═══ Recorded information ═══
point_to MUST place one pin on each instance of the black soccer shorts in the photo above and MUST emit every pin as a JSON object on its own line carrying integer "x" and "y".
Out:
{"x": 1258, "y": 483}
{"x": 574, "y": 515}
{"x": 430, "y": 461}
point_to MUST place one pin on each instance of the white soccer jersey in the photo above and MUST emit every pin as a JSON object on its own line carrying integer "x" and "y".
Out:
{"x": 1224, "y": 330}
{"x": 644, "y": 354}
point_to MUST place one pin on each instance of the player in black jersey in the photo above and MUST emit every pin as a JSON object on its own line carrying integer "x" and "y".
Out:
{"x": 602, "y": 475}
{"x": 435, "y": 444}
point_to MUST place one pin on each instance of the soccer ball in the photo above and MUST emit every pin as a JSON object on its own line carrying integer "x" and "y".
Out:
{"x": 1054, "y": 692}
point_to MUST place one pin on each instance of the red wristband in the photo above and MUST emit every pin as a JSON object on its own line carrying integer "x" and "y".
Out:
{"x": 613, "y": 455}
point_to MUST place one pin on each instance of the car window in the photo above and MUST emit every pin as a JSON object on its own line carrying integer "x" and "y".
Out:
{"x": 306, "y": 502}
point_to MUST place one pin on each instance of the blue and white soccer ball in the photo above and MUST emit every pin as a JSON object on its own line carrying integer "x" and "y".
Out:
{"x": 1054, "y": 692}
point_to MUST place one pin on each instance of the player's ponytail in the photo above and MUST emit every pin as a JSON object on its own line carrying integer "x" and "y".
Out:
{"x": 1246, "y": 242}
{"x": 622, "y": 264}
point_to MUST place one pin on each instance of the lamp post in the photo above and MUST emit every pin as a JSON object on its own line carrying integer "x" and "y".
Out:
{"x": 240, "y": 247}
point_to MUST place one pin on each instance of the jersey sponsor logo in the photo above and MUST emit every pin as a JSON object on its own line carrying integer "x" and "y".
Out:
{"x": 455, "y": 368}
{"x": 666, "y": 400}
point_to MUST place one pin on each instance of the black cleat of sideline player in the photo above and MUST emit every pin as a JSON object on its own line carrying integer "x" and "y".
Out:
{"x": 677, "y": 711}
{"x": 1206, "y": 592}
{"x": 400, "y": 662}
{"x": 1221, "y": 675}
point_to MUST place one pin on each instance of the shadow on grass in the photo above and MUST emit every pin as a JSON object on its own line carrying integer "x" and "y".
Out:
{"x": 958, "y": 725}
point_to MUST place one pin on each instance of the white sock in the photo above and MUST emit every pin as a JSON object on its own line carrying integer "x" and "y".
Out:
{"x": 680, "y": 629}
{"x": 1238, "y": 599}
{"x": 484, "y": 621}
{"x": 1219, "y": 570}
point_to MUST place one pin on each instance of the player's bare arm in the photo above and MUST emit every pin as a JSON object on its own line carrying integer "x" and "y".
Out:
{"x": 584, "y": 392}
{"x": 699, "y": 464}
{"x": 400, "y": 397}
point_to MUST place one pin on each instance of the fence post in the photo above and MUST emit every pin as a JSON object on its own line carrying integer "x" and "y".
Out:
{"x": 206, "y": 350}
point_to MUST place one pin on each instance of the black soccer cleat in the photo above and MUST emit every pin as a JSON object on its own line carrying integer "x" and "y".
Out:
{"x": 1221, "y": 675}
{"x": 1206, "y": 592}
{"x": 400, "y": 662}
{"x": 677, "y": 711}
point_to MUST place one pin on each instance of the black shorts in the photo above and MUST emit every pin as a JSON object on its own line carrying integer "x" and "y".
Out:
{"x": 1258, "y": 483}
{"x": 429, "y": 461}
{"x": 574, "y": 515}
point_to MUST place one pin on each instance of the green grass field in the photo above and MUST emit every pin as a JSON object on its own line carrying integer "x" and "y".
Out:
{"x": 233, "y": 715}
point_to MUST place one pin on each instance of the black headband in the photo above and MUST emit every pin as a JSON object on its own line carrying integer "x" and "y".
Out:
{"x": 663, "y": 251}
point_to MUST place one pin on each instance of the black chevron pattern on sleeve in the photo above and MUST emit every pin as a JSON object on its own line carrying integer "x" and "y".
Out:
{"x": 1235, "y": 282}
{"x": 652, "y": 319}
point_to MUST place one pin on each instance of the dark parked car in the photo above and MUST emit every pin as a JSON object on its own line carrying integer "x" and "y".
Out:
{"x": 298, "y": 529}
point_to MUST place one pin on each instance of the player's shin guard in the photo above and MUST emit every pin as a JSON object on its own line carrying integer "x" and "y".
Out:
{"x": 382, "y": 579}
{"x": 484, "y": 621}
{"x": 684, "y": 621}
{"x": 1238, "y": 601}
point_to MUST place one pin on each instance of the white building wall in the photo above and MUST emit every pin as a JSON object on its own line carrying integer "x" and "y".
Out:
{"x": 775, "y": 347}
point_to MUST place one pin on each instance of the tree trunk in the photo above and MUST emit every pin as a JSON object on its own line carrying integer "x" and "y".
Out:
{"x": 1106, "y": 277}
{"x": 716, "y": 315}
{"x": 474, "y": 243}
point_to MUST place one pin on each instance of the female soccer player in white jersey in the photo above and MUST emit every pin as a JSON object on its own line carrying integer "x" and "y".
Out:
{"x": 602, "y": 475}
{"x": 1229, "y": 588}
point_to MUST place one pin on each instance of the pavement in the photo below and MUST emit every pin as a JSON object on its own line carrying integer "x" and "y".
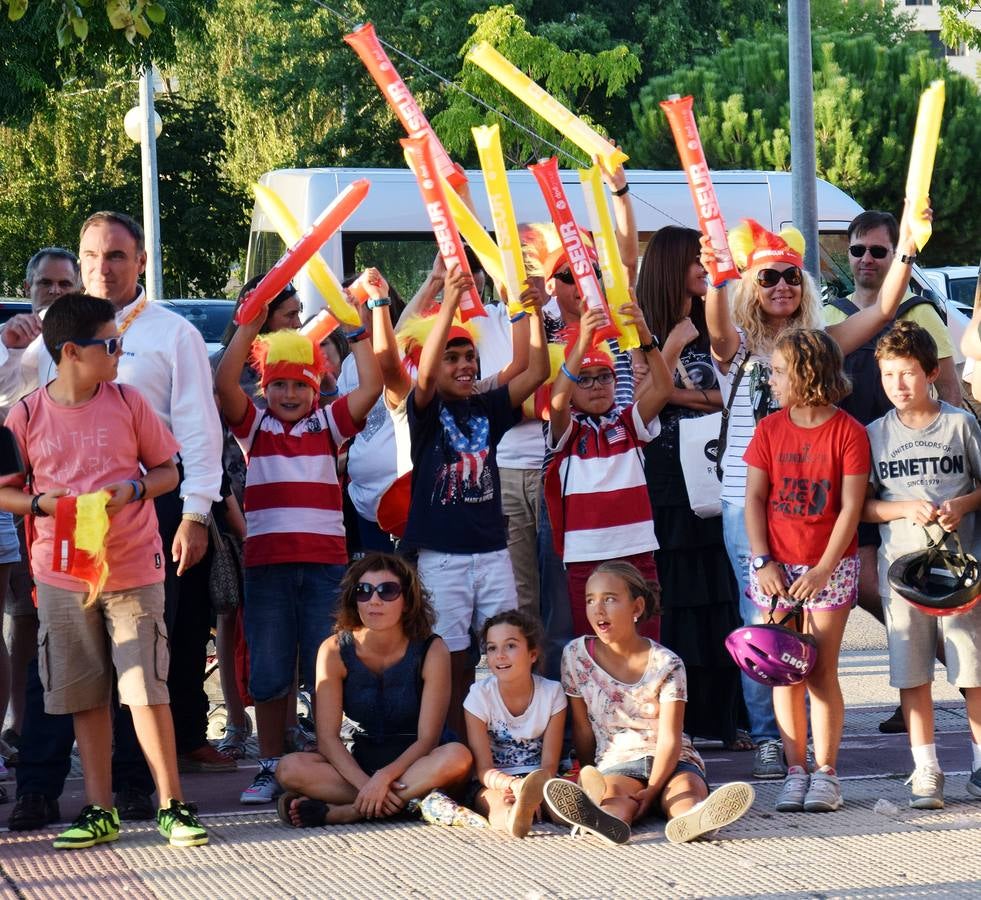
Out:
{"x": 875, "y": 847}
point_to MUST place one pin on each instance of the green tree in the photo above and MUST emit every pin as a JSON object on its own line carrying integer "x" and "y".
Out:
{"x": 865, "y": 105}
{"x": 955, "y": 25}
{"x": 73, "y": 158}
{"x": 571, "y": 77}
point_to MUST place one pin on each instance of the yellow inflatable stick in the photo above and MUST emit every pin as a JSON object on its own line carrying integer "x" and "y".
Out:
{"x": 539, "y": 101}
{"x": 320, "y": 274}
{"x": 921, "y": 159}
{"x": 605, "y": 241}
{"x": 488, "y": 141}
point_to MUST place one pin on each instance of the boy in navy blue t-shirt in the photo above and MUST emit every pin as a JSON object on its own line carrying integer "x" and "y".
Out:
{"x": 455, "y": 517}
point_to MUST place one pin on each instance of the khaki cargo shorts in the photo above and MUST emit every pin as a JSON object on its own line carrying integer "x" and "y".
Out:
{"x": 77, "y": 648}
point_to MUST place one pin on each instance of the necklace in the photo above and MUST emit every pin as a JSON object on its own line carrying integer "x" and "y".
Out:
{"x": 132, "y": 314}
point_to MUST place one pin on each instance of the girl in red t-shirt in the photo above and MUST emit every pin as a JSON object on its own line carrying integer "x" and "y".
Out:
═══
**What you should do:** A complete answer reproduces every line of the records in which the word "ball" occurs.

**Response box:**
point_to MUST place one pin on each instance of the soccer ball in the photo above and MUST emit every pin as a JSON object on its own line carrying integer "x" and "y".
point_to MUST place one pin on each instance of the blue and white soccer ball in the photo above and MUST emit every pin as a JSON object on its own line carrying integer "x" and "y".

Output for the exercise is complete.